_TO DO_
Every line from the one holding "bow in the photo above." through the final line of the entries is to be reproduced exactly, and no other line.

_DATA EXCERPTS_
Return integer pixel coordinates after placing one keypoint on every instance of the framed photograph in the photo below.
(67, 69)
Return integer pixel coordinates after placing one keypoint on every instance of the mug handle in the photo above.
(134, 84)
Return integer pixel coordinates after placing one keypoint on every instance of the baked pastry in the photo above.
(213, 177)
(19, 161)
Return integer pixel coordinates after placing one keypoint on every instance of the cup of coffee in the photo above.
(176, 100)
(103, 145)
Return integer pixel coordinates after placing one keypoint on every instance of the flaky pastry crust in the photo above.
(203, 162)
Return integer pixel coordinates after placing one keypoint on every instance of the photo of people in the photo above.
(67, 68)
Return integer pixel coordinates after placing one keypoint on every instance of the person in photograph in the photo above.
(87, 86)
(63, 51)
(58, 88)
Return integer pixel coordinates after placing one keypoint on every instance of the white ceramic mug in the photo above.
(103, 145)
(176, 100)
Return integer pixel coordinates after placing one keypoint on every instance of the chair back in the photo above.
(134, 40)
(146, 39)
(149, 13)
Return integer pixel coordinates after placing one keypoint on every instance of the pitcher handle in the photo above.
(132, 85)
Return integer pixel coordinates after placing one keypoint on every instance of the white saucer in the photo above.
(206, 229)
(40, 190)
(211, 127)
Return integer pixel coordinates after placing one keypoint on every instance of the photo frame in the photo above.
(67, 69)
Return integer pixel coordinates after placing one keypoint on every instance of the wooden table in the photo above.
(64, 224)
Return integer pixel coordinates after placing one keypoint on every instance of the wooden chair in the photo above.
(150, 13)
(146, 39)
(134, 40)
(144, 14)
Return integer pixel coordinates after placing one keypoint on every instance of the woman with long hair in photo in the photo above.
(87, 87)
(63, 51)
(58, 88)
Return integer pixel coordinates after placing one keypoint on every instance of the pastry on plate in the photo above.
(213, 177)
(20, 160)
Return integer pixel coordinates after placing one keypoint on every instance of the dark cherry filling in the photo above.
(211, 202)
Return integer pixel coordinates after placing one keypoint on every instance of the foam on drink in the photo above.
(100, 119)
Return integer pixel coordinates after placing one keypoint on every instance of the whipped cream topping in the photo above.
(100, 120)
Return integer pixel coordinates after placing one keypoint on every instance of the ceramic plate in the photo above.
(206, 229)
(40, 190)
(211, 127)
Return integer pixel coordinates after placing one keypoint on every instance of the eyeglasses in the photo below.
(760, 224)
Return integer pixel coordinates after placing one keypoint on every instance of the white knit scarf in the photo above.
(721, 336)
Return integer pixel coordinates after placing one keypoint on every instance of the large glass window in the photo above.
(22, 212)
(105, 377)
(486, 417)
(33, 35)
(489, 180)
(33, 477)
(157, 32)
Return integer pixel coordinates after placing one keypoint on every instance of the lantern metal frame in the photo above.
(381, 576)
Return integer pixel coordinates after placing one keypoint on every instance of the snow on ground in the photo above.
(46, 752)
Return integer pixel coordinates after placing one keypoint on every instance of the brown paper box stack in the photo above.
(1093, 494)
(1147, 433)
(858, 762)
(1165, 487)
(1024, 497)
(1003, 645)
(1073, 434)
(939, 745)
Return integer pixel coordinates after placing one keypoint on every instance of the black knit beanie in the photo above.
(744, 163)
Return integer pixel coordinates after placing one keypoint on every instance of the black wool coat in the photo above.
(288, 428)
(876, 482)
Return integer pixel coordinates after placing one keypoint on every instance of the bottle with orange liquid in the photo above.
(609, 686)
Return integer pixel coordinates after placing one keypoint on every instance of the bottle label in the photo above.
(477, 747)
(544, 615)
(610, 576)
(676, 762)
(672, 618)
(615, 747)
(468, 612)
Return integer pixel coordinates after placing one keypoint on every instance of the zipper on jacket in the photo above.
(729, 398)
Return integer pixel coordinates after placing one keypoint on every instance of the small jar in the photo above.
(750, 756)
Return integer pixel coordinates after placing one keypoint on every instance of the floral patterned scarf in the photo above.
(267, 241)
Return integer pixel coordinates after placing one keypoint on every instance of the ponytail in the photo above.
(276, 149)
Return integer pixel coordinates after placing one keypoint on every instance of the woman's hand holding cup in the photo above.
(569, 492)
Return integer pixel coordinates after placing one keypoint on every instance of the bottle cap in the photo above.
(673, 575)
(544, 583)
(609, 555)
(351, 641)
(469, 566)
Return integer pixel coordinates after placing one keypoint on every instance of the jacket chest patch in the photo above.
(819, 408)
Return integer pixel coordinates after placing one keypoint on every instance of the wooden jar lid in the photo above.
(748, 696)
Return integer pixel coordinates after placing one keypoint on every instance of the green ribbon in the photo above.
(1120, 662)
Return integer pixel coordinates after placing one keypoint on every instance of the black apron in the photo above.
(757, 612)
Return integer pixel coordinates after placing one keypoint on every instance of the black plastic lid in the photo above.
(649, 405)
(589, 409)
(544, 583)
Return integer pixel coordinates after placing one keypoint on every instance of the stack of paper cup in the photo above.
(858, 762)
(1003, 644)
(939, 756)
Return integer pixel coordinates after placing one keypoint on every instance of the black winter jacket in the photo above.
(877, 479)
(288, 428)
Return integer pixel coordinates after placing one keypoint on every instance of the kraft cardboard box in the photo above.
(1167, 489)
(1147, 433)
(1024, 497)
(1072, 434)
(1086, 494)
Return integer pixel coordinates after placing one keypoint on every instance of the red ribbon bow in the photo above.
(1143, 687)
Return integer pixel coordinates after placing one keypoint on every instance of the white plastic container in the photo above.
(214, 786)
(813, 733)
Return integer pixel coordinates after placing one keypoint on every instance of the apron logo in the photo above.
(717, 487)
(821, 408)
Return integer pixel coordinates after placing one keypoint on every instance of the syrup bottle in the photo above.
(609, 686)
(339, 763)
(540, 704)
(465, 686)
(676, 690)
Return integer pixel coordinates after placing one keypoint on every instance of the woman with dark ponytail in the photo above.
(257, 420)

_SOLUTION FOR THIS PROBLEM_
Return integer pixel coordinates after placing one keypoint on every instance of the red ribbon bow in the photo above.
(1143, 687)
Return integer pixel coordinates after placing one keypoint on every instance of the white plastic container in the photo above.
(214, 786)
(813, 733)
Return integer pixel coordinates after placing one keypoint on every instance of the apron logo in the photo above.
(717, 487)
(821, 408)
Return integer pixel coordinates after placing one keypoint on every instance of the syrup bottle in the photo above.
(609, 686)
(339, 763)
(540, 704)
(465, 686)
(676, 690)
Return integer pixel coordinates after placing one keypoint on every instance of the woman with dark ponytail in the photo above.
(257, 420)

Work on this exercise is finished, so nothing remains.